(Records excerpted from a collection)
● ● ●

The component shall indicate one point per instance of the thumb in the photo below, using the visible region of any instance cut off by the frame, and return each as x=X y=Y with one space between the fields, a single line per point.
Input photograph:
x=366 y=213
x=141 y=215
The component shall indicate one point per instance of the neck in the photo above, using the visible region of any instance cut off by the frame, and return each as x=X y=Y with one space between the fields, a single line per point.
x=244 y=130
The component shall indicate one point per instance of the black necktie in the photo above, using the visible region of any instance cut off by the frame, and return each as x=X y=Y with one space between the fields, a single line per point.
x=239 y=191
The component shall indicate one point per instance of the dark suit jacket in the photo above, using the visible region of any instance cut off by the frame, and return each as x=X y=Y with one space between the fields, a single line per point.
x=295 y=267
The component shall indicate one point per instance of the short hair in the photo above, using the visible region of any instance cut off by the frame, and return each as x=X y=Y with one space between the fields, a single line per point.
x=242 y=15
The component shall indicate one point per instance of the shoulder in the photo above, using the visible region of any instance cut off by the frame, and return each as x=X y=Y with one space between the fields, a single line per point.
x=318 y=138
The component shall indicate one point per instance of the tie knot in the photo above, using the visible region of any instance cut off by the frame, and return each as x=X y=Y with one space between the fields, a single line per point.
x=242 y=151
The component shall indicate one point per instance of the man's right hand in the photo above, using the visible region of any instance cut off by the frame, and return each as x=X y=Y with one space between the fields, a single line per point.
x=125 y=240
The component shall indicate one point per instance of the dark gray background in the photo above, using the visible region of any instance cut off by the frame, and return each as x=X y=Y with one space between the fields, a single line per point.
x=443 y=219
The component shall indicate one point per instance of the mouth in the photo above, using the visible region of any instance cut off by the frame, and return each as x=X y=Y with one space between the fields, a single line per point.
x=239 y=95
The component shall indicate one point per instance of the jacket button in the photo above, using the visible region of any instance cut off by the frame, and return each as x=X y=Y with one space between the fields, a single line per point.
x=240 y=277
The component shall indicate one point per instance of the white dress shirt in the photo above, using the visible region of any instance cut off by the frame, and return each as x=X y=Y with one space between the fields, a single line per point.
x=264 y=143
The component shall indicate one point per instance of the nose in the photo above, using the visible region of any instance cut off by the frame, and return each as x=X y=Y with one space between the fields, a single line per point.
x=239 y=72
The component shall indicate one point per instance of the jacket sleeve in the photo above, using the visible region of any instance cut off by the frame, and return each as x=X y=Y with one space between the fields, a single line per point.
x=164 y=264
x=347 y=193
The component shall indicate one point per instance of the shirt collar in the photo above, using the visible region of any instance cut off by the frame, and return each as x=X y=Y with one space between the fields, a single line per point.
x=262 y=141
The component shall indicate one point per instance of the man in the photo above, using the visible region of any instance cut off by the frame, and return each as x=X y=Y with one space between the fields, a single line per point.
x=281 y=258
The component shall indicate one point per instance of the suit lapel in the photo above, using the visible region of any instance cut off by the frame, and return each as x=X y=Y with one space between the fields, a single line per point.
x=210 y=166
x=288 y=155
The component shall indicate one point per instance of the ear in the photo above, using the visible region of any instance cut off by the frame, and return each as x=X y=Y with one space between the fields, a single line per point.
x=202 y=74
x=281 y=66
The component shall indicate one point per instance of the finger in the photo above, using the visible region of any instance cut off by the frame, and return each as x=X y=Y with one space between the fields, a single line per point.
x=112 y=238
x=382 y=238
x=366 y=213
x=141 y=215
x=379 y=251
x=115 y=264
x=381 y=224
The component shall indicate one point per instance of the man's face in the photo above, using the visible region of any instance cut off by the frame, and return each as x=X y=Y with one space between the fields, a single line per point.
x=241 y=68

● ● ●

» **Task requirements**: Recast the lines above as a JSON list of strings, one string per line, leaving out any blank lines.

» **Exercise answer**:
[
  "The component shall indicate one point per instance of the thumb in the photo below, using the visible region of any instance cut off by the frame, and return each as x=X y=Y with one space between the fields, a single line per point.",
  "Input photograph:",
  "x=366 y=213",
  "x=141 y=215",
  "The component shall indicate one point per instance of the neck in the photo above, using the visible region of any instance cut off by the frame, and return each as x=X y=Y with one space between the fields, a single line per point.",
  "x=244 y=130",
  "The component shall indicate one point per instance of the black necktie in the photo above, using the visible region of any instance cut off by the frame, and return each as x=X y=Y with one space between the fields, a single line per point.",
  "x=239 y=191",
  "The component shall indicate one point per instance of the dark suit jacket in the photo above, using the visible region of any instance cut off by the frame, and return each as x=X y=Y with one space between the fields, a single line per point.",
  "x=295 y=267",
  "The component shall indicate one point per instance of the short hair in the photo above, using the visible region of any instance cut off by the frame, and return each as x=X y=Y with one space between the fields, a single line per point.",
  "x=242 y=15",
  "The component shall indicate one point per instance of the shoulder in the photo above, using the visible region of any instance cut off by the frame, and return each as x=X y=Y with one space between the fields, a single line per point.",
  "x=318 y=138",
  "The component shall indicate one point per instance of the tie knot in the photo above, using the visible region of any instance cut off by the frame, and return each as x=X y=Y with one space between the fields, a single line per point.",
  "x=242 y=151",
  "The component shall indicate one point per instance of the man's right hand in the photo above, using the visible region of any instance cut off by the frame, and return each as x=X y=Y with one space between the fields, a single line per point.",
  "x=125 y=240",
  "The component shall indicate one point per instance of the dark gray background in the photo above, using the visible region of any instance cut off by the frame, and return each as x=X y=Y with one space between the fields, a single line per point.",
  "x=443 y=219",
  "The component shall indicate one point per instance of the mouth in the photo above, using the visible region of any instance cut off by the frame, and return each as x=X y=Y with one space between the fields, a single line per point.",
  "x=239 y=95",
  "The component shall indicate one point per instance of the jacket button in the photo above, using the visible region of any instance cut off by the frame, and return each as x=X y=Y with one space between the fields, a single line per point.",
  "x=240 y=277",
  "The component shall indicate one point per instance of the white dress shirt in the photo above, using the visible region of any instance cut off by the frame, and return each as x=X y=Y with one space between the fields, a single line per point.",
  "x=264 y=143",
  "The component shall indicate one point per instance of the nose in the photo above, using the visible region of any instance cut off by the frame, and return each as x=X y=Y with one space between the fields, a single line per point.",
  "x=239 y=72",
  "The component shall indicate one point per instance of the jacket sleeve in the photo above, using the visible region of any instance cut off by the frame, and return each as x=X y=Y with one space between the fields, a single line per point.",
  "x=164 y=264",
  "x=347 y=193",
  "The component shall indicate one point per instance of the shirt collar in the photo above, using the visible region of any instance cut off by the frame, and return each as x=X y=Y with one space between the fields, a single line per point.",
  "x=262 y=141",
  "The component shall indicate one point per instance of the man in the photo above, using the visible region of any instance cut off by the frame, and return each as x=X y=Y with one space between the fields, a single line per point.",
  "x=281 y=258",
  "The component shall indicate one point per instance of the suit lapel in the photo above, using the visible region of any instance cut off by the frame, and return each as x=X y=Y with one space between the fields, a single line per point.",
  "x=210 y=166",
  "x=288 y=155",
  "The component shall indicate one point per instance of the ear in the photo above, using the visible region of any instance cut off by the frame, and return each as x=X y=Y with one space between the fields, a single line per point.",
  "x=202 y=74",
  "x=281 y=66",
  "The component shall indicate one point per instance of the finger in the photo above, using the visible region of any instance cut off by the frame, and return each as x=X y=Y with one space between the fields, a single line per point.",
  "x=112 y=238",
  "x=382 y=238",
  "x=366 y=213",
  "x=141 y=215",
  "x=379 y=251",
  "x=115 y=264",
  "x=381 y=224",
  "The component shall indicate one point per instance of the man's face in the photo above, using the visible region of any instance cut off by the frame, and return each as x=X y=Y with one space between the fields, a single line per point.",
  "x=241 y=68"
]